**Given problem 1:**
Answer these questions from the passage about buying comics in Newport, one line each:
(a) Where was the writer working at the time?
(b) What did Dean Beddis run in the market?
(c) What was Olly studying at Treforest ITEC?
**Given problem 2:**
Do these statements agree with the passage about buying comics in Newport? Answer yes or no for each and quote the words that settle it.
(a) Cardiff had a decent comic shop at the time.
(b) The writer went to Newport every fourth Saturday.
(c) Terry’s comics were on the ground floor of the market hall.
**Given problem 3:**
Update the passage about buying comics in Newport from "V For Vendetta" up to and including "for a while.", putting "engineering" in place of "computing".

**Document segment:**
-=-=-=-=-

Bear in mind that this was before Forbidden Planet opened in Cardiff, and the city didn’t have a decent comic shop. However, I’d heard that there was a decent stall in Newport Market. I was working in Blackwell’s at the Polytechnic of Wales, so every fourth Saturday I took a bus excursion to Newport. On the mezzanine floor of the market hall, a guy named Terry stocked thousands of comics, including all the latest imports from the States. I already knew Dean Beddis, the singer from Cowboy Killers, who ran a record stall a couple of units away. Between Dean and Terry, I usually spent a fair few quid on my visits to Newport.
V For Vendetta was the highlight of the trip, of course, as I could read it on the bus home. I also had to lend it to Richard D., my boss at the Poly Bookshop, who was another hippy/punk anarchist. When I took it into work for the first time, Olly was on the bus, travelling to Treforest ITEC where he was studying computing. I turned him on to the exploits of ‘Codename V’, and one of his musical projects used that name for a while.

-=-=-=-=-

**Recorded data:**

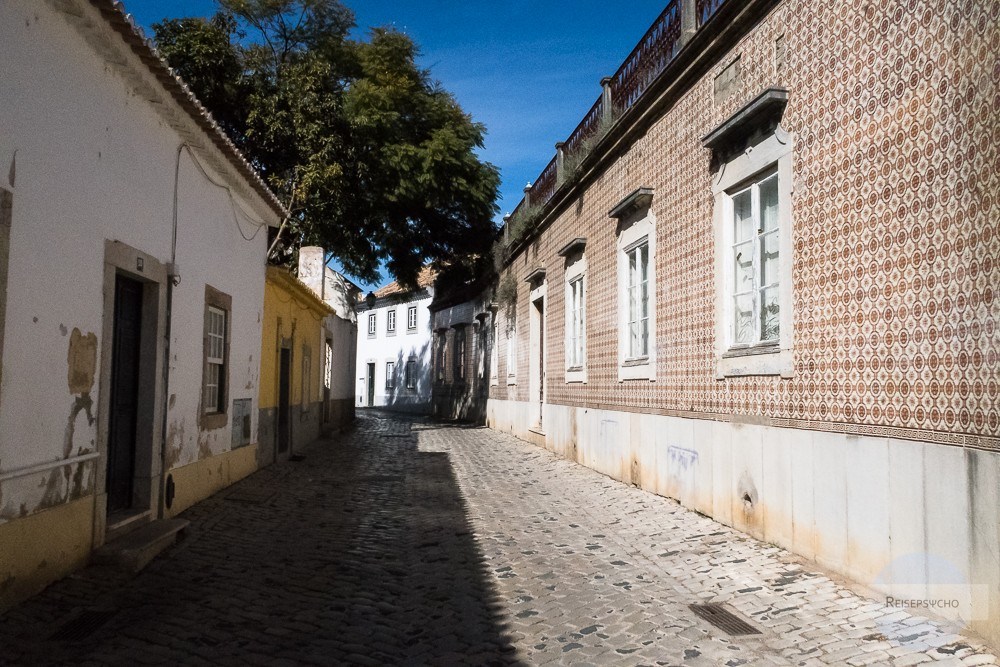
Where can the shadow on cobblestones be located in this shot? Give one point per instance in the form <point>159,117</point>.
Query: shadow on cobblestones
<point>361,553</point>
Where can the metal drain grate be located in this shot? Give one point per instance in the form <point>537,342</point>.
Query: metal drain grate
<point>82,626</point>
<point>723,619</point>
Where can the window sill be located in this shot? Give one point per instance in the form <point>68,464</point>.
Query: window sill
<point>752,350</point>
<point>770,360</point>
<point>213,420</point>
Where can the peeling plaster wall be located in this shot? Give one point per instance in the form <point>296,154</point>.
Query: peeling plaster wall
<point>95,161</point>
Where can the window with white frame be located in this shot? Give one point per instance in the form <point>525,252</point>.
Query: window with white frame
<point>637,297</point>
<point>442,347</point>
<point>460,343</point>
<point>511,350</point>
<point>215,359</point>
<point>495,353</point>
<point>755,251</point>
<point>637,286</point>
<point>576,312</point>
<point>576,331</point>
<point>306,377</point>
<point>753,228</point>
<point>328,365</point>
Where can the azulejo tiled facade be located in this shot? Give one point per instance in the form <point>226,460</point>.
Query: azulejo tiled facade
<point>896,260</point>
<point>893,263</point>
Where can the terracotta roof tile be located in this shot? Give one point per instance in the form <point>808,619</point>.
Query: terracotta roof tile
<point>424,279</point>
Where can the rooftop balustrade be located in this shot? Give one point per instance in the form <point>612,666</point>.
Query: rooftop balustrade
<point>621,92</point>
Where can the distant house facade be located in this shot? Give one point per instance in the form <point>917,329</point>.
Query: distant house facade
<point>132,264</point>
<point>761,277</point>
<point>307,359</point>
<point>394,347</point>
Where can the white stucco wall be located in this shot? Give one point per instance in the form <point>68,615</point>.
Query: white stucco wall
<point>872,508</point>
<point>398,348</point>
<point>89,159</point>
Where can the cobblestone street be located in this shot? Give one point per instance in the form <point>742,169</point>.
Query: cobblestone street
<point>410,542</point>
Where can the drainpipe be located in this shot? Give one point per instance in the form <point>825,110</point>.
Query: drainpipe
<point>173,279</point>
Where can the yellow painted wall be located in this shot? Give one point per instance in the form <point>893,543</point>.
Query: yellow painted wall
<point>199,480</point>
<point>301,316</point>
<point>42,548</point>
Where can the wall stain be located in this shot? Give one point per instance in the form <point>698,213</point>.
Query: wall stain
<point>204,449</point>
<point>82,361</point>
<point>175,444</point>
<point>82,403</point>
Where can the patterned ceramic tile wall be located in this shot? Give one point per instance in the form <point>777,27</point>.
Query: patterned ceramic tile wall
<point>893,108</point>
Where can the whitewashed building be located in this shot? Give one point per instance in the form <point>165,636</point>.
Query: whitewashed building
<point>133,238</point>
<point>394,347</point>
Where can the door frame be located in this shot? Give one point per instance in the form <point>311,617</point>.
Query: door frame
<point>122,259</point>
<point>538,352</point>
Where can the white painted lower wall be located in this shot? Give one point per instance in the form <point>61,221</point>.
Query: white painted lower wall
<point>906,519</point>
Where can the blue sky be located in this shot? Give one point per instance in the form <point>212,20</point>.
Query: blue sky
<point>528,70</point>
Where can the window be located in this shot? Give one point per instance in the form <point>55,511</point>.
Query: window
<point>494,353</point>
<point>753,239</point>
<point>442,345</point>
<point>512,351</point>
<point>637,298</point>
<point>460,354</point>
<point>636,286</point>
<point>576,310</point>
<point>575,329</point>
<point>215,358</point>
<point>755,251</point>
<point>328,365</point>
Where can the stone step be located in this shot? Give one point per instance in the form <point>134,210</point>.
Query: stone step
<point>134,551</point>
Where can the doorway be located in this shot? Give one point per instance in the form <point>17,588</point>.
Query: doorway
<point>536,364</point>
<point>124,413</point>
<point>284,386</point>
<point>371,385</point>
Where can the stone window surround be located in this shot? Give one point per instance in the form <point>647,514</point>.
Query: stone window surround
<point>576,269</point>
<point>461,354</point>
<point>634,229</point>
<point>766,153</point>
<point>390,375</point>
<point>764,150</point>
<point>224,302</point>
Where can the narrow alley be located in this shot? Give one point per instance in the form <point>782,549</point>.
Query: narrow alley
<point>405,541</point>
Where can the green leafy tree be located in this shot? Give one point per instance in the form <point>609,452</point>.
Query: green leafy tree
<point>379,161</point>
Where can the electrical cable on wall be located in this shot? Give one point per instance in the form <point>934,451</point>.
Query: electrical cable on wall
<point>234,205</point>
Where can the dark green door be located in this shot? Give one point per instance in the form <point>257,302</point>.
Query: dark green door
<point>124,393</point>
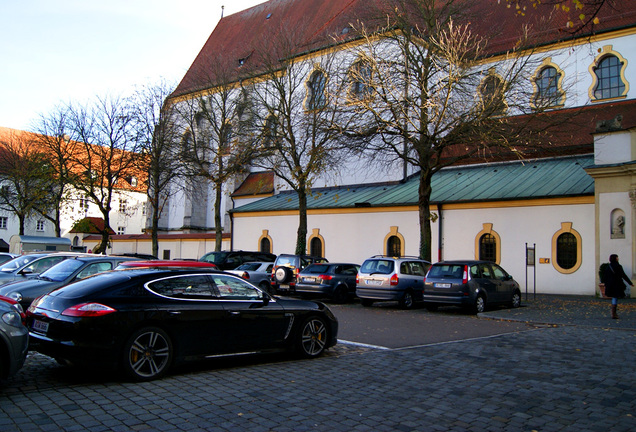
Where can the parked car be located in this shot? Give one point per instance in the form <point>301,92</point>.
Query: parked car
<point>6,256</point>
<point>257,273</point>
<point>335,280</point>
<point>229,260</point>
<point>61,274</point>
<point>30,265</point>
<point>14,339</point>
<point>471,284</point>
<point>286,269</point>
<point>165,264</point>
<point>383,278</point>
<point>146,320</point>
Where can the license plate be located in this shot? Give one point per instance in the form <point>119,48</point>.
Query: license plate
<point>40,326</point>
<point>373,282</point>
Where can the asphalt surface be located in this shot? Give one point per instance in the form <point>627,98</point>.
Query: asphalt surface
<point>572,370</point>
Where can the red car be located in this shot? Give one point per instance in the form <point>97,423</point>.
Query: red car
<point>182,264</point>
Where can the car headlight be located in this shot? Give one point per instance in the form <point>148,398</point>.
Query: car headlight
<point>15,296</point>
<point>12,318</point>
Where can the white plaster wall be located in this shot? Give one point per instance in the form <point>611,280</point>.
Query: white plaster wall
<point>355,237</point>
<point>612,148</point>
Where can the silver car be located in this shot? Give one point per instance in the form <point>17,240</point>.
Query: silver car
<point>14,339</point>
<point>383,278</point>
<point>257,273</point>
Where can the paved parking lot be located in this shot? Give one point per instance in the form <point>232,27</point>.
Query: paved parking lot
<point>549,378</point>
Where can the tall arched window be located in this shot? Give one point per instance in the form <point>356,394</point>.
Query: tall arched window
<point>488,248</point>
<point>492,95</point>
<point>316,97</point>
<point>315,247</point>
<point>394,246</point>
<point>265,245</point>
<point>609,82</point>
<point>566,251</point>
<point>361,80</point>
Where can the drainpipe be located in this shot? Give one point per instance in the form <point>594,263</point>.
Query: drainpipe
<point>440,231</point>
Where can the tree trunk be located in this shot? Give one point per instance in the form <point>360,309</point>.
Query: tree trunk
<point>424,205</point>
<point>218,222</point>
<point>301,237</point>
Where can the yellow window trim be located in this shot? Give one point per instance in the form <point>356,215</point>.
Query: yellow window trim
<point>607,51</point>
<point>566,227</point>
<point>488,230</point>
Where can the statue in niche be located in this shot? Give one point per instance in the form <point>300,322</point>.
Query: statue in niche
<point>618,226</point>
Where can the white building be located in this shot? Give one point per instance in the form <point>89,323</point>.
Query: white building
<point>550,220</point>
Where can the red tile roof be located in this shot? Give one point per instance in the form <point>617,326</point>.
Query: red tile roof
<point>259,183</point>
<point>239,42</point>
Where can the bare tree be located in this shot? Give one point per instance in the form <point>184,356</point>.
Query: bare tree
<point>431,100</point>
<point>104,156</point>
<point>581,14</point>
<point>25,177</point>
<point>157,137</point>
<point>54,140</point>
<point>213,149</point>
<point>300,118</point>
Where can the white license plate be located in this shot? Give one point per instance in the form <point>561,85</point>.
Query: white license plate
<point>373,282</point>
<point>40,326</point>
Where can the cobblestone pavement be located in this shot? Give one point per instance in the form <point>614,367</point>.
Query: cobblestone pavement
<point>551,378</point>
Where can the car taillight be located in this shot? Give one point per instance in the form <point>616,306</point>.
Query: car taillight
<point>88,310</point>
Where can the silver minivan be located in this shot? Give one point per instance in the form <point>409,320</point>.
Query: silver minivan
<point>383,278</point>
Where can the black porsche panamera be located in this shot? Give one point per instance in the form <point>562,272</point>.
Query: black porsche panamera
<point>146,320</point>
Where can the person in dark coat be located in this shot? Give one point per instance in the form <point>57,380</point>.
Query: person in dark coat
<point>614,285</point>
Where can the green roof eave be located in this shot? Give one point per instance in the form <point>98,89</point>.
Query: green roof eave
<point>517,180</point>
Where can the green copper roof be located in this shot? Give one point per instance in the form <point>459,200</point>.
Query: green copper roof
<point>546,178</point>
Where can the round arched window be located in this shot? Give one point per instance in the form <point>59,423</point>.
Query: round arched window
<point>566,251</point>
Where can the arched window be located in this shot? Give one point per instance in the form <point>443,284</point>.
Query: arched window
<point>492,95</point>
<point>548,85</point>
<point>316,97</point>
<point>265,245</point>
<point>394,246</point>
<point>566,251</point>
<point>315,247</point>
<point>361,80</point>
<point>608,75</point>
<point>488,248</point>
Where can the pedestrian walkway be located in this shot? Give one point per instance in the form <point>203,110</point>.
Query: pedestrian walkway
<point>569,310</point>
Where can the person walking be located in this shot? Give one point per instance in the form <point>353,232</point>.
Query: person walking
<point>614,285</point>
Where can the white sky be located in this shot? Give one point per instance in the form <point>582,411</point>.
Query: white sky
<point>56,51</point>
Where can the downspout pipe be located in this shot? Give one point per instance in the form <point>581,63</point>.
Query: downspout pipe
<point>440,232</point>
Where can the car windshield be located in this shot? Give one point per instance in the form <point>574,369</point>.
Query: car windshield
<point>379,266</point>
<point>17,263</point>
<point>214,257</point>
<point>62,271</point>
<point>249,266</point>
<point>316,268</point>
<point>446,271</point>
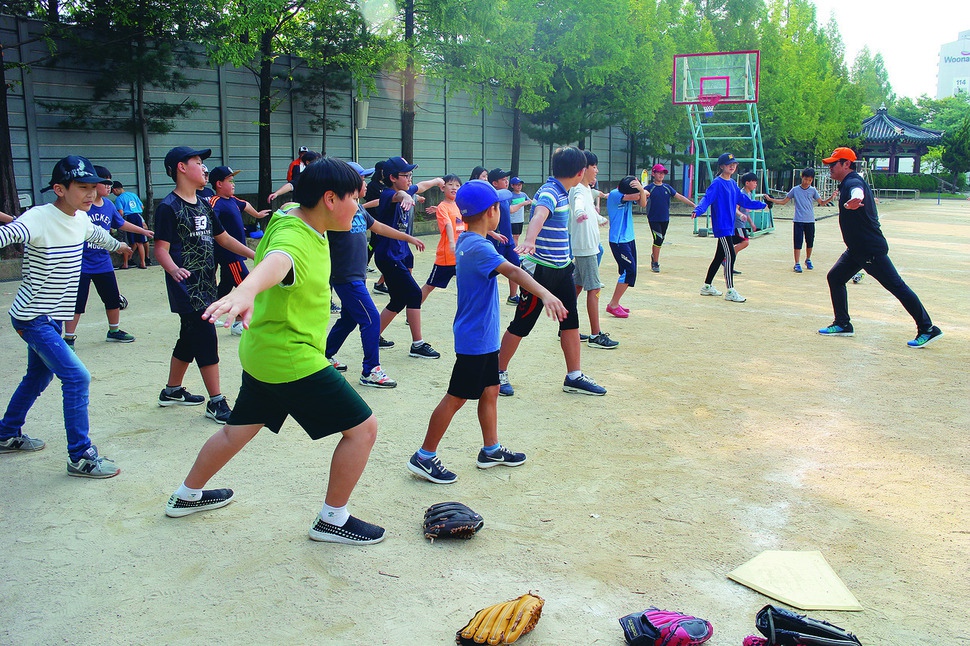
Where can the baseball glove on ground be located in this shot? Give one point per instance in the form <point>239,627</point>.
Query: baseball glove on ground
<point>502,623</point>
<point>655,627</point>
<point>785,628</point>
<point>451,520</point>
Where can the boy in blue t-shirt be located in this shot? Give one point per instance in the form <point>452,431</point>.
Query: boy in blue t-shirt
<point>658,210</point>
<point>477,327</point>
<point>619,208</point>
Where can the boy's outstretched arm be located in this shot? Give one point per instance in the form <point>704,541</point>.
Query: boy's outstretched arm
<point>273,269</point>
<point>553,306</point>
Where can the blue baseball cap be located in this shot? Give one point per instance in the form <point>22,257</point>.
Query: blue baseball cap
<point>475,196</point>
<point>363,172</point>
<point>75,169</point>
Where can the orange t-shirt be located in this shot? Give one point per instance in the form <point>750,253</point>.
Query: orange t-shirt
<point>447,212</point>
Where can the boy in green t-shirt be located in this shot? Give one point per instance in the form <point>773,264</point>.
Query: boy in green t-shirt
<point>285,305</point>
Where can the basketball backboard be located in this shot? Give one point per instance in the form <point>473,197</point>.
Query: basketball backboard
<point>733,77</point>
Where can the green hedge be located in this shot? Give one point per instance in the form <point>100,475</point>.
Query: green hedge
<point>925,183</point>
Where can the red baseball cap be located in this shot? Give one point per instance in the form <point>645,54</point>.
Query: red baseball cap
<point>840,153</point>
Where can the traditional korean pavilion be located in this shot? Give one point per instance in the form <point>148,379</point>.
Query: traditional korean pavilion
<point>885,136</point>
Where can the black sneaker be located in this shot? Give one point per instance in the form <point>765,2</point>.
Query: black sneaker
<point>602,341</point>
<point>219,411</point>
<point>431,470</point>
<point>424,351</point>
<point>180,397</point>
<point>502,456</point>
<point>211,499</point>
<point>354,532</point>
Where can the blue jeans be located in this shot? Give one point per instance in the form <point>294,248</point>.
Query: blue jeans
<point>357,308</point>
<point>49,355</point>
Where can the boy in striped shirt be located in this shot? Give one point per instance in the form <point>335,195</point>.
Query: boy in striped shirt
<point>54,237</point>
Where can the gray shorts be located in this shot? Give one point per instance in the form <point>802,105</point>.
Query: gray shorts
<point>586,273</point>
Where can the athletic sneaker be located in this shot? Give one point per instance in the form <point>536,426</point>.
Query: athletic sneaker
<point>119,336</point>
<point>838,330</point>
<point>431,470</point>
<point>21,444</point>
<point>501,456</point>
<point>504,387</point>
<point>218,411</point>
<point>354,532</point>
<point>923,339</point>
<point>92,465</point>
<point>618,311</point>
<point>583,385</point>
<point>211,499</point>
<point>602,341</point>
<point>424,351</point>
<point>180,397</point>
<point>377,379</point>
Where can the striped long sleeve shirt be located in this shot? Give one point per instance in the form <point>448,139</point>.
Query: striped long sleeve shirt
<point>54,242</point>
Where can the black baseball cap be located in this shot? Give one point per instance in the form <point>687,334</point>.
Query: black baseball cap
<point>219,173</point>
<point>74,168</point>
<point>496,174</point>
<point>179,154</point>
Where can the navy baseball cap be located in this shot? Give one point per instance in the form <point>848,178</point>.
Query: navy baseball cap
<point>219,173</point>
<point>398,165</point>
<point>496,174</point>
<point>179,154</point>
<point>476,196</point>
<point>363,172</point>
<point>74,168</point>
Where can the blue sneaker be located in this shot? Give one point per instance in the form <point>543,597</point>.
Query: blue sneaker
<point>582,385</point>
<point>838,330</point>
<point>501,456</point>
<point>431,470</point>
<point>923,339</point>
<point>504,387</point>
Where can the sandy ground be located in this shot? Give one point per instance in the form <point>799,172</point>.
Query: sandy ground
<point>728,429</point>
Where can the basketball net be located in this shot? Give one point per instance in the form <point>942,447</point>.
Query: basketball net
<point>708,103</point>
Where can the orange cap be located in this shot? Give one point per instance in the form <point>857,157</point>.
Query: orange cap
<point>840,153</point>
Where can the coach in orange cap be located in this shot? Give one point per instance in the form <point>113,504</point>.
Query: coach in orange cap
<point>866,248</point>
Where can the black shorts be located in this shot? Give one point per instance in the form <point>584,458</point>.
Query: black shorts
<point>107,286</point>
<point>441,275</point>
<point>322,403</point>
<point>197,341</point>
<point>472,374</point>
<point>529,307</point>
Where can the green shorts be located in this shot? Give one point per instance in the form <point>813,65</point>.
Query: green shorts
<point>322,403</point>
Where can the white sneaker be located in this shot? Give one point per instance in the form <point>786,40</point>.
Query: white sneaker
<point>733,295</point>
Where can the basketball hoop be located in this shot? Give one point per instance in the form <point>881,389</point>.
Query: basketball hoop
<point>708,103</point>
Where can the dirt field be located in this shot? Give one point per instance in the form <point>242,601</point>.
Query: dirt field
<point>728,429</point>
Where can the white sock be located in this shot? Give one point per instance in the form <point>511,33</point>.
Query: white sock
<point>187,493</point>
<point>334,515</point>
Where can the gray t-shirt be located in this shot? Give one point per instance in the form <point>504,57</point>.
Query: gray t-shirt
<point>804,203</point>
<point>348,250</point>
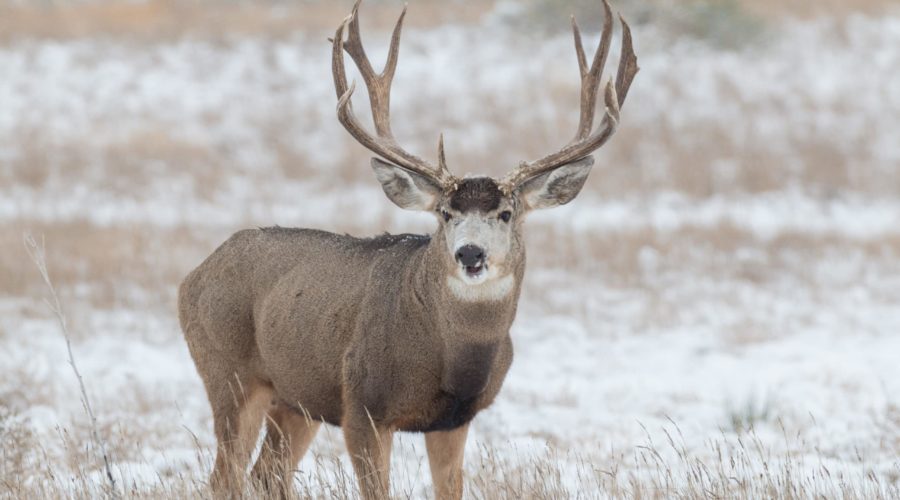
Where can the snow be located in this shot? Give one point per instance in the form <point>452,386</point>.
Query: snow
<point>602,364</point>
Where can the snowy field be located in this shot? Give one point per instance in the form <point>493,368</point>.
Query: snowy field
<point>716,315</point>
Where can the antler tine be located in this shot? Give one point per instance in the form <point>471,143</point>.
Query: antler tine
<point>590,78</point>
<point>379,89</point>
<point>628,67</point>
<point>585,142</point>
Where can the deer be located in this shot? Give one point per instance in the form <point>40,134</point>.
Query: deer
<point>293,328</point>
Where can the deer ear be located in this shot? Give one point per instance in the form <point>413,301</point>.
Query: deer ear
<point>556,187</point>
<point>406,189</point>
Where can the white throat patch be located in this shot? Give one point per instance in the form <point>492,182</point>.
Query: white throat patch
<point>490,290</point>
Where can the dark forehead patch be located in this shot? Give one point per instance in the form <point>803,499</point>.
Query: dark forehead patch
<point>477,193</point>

-=-=-=-=-

**Full response 1:**
(a) At Blackwell’s at the Polytechnic of Wales.
(b) A record stall a couple of units away from Terry’s.
(c) Computing.

**Full response 2:**
(a) No: "the city didn’t have a decent comic shop"
(b) Yes: "every fourth Saturday I took a bus excursion to Newport"
(c) No: "On the mezzanine floor of the market hall"

**Full response 3:**
V For Vendetta was the highlight of the trip, of course, as I could read it on the bus home. I also had to lend it to Richard D., my boss at the Poly Bookshop, who was another hippy/punk anarchist. When I took it into work for the first time, Olly was on the bus, travelling to Treforest ITEC where he was studying engineering. I turned him on to the exploits of ‘Codename V’, and one of his musical projects used that name for a while.